[WORK ORDER]: Your answer should be the lines below from the one holding "Report the location of every instance of the jacket" through the one holding "Query: jacket hood", copied exactly and with nothing else.
----------------
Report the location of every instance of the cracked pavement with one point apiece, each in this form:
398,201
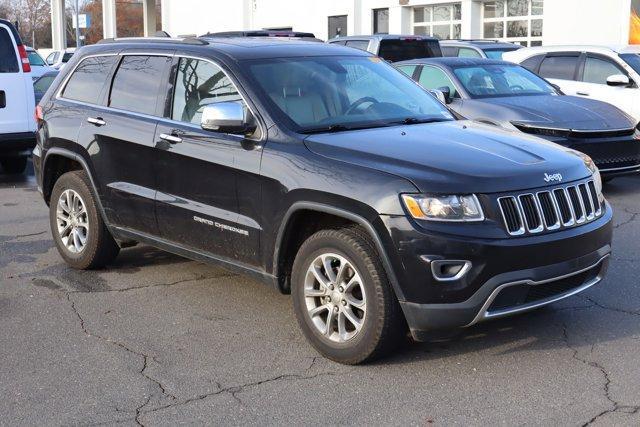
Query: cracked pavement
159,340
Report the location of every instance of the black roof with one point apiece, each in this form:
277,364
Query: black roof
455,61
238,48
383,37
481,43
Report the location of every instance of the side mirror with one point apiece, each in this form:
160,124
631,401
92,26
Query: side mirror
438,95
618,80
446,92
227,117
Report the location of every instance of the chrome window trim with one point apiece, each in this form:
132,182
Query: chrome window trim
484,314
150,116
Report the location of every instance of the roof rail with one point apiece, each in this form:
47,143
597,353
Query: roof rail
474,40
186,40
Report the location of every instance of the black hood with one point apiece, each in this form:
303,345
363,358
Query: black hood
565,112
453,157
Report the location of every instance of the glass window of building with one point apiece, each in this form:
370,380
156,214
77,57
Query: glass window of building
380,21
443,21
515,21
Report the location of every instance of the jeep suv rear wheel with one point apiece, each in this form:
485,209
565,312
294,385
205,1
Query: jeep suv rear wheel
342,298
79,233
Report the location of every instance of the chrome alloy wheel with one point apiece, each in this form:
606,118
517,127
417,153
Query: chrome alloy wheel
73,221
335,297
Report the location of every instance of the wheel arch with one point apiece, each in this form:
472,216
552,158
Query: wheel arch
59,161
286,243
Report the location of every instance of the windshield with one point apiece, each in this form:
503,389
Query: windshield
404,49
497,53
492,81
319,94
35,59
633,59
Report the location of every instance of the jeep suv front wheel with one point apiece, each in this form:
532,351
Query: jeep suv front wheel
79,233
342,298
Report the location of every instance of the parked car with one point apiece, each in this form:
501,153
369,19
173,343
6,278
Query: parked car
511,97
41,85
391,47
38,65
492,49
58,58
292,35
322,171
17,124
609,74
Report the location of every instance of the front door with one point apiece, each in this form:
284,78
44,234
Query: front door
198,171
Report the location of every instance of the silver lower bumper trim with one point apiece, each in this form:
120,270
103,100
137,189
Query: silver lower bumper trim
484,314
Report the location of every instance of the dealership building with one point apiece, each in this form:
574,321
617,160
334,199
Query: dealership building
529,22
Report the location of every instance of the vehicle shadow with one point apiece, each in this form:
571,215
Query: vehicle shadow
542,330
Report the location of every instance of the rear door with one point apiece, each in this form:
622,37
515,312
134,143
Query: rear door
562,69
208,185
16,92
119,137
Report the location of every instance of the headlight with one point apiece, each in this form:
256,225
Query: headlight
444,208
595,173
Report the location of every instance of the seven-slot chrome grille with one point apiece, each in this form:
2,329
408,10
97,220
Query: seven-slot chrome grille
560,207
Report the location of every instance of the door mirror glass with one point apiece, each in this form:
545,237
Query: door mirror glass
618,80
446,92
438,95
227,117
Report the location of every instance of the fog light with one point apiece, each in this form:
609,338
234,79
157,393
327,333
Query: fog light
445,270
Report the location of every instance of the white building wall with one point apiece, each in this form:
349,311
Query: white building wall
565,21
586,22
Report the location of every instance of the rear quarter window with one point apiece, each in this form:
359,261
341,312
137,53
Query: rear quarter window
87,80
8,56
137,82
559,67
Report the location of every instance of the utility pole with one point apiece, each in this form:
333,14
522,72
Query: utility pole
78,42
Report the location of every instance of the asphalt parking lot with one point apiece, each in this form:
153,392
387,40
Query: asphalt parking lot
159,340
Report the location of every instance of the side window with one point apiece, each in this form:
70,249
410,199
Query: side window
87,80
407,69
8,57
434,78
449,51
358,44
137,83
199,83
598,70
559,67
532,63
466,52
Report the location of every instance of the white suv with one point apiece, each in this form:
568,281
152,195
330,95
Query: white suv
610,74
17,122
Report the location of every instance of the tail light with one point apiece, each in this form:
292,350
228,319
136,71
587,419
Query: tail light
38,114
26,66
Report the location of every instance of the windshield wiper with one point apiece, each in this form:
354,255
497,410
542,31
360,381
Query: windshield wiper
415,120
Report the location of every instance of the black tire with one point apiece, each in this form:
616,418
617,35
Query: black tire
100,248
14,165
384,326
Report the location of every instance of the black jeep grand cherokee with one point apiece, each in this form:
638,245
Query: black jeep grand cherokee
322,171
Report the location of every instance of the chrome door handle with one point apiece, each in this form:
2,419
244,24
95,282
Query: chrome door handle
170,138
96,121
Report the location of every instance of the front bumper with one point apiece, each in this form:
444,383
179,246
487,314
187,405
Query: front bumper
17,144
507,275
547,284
----------------
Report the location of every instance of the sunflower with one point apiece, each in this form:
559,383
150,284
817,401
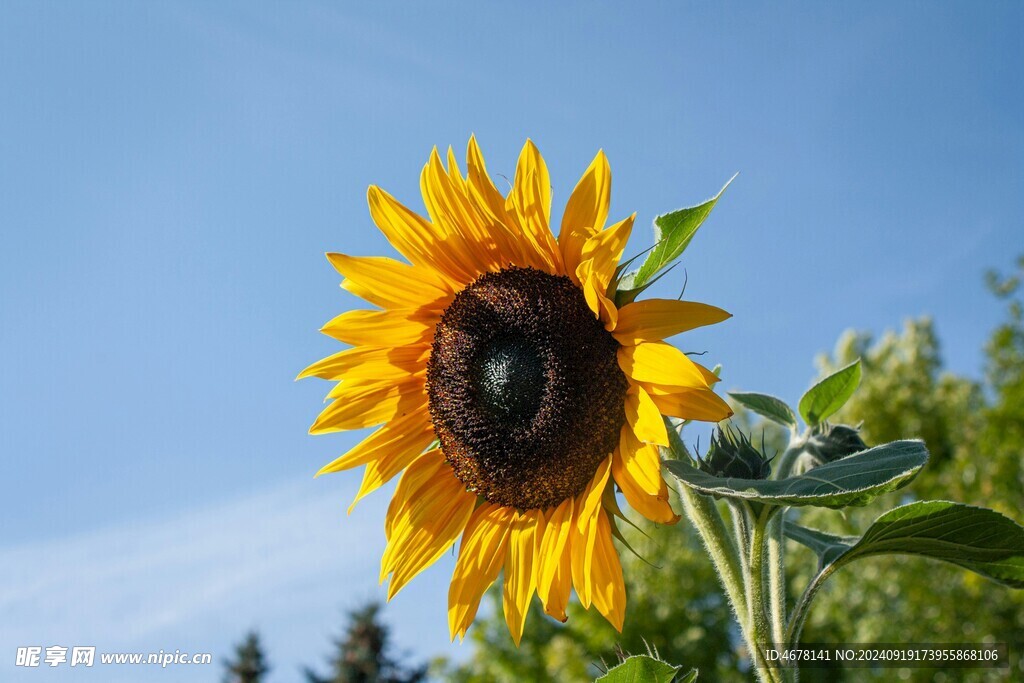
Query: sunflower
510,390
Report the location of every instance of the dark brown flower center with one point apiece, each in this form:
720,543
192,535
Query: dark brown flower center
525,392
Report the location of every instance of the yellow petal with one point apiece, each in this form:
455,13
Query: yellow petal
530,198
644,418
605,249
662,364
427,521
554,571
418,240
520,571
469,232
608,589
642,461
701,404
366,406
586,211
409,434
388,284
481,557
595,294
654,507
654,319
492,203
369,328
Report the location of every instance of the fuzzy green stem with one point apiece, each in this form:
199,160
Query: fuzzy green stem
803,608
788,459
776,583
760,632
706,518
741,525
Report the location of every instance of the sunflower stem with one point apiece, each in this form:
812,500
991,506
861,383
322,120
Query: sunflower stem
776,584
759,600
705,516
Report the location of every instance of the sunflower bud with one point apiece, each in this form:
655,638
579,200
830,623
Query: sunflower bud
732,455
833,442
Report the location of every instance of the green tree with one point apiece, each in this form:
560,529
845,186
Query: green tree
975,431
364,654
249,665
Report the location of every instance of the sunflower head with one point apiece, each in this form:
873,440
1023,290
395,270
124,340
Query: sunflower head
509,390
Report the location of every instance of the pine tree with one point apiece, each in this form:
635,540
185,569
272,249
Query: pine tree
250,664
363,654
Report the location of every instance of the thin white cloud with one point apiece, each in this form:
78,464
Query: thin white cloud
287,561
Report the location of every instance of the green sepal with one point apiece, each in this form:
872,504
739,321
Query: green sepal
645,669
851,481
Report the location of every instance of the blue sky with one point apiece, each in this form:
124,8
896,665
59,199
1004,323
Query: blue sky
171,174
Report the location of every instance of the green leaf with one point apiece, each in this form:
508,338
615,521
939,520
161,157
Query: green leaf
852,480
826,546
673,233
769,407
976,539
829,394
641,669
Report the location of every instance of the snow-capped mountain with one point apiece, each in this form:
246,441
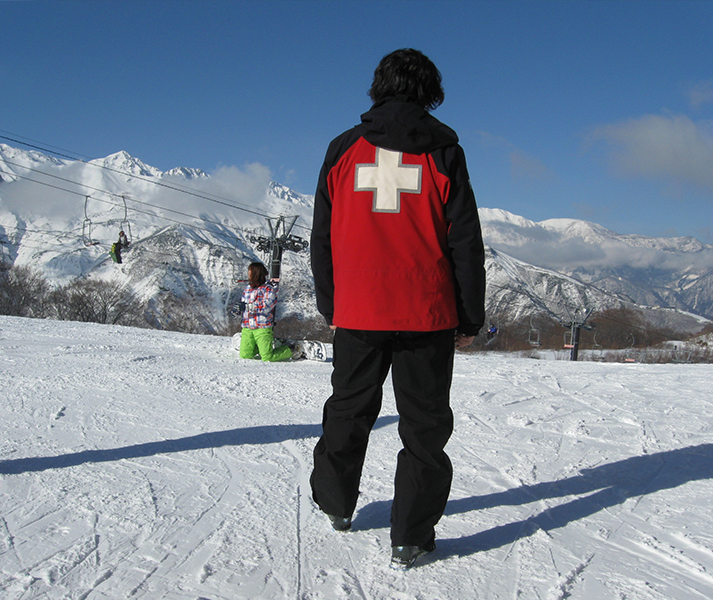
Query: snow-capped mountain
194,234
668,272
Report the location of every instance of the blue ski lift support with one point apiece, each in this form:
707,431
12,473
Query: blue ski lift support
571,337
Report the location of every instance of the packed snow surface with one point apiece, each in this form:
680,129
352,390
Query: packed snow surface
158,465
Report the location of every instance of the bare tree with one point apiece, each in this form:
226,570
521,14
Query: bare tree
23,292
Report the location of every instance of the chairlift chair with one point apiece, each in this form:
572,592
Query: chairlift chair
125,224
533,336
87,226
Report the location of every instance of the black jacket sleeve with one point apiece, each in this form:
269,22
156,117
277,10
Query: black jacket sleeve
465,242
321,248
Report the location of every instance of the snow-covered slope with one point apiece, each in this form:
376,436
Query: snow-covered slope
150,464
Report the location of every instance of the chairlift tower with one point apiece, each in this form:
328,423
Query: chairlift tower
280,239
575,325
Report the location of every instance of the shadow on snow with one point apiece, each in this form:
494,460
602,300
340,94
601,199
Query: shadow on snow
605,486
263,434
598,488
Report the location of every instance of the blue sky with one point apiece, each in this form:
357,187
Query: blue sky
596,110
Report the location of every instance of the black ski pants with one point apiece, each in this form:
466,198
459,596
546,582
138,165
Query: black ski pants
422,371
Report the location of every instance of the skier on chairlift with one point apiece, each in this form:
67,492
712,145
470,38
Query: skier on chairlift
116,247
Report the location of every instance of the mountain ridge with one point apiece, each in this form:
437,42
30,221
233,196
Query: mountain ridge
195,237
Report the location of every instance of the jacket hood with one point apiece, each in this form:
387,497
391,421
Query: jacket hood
----------------
[REPLY TO THE EXERCISE]:
Report the location of every instance of the jacket hood with one point apiece, each in this form:
387,497
391,421
Query: jacket hood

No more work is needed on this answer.